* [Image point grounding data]
'''

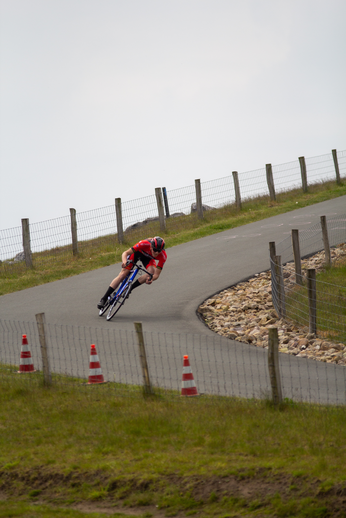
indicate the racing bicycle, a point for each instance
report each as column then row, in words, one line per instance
column 117, row 299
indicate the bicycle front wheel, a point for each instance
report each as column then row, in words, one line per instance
column 120, row 301
column 104, row 309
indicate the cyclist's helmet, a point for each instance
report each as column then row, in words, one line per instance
column 157, row 243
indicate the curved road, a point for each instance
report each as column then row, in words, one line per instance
column 194, row 271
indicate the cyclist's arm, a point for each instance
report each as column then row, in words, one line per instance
column 157, row 273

'''

* [EXERCISE AIM] Check every line of the data for the word "indicate". The response is the count alone.

* [OUTPUT OF THE TASK] 5